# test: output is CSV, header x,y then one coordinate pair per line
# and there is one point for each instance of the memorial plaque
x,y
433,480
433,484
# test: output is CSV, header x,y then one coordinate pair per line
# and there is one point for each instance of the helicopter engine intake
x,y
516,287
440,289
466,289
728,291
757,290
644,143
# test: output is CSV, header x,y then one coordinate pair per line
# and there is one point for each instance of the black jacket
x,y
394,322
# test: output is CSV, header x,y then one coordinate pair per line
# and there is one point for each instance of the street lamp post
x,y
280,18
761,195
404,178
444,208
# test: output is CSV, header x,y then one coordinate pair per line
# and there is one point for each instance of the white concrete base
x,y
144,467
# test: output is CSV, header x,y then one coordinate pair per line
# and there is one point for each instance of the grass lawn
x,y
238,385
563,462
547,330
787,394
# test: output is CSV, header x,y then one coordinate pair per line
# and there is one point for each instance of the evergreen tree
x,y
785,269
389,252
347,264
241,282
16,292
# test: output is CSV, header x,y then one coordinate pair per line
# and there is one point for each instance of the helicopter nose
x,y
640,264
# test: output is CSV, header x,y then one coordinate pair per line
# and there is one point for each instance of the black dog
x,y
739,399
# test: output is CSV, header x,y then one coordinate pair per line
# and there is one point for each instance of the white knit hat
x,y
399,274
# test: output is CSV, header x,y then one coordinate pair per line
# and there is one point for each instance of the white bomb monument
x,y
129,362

What the task requires> Reproduce every record, matching each line exactly.

Output below>
# test: output is CSV, header x,y then one coordinate pair per line
# and there is one point for each instance of the memorial plaque
x,y
433,480
433,484
# test: output is CSV, header x,y then one coordinate pair per line
# and there is one point for each instance of the helicopter engine intake
x,y
516,287
440,289
466,289
728,291
757,290
644,143
# test: output is CSV, header x,y then one coordinate pair per line
# and there is one point for each instance of the black jacket
x,y
394,322
# test: output is CSV, header x,y then one coordinate pair per line
# and there is one point for each instance of the street lamp post
x,y
280,18
761,195
404,178
444,208
# test: output is CSV, header x,y then one coordinate pair per line
# and there is one point for each instance of the white concrete base
x,y
144,467
# test: output is CSV, header x,y then one coordinate pair per line
# and there is one point for each instance of the grass lawn
x,y
238,385
563,462
547,330
787,394
# test: output is CSV, header x,y then one coordinate pair per line
# and there is one point for each instance of the evergreen tree
x,y
785,269
389,252
347,264
241,282
16,292
# test: output is CSV, header x,y then one coordinate pair per line
# and there is one point for each instance of the helicopter nose
x,y
640,264
# test: output is CSV, header x,y then one coordinate pair per line
# and there is one point for each instance of the black dog
x,y
739,399
# test: output is CSV, header x,y then one coordinate pair per line
# and there is one point for each instance of the white knit hat
x,y
399,274
# test: output is CSV, header x,y then one coordinate pair per line
# and there is one point for each instance of the white bomb monument
x,y
129,362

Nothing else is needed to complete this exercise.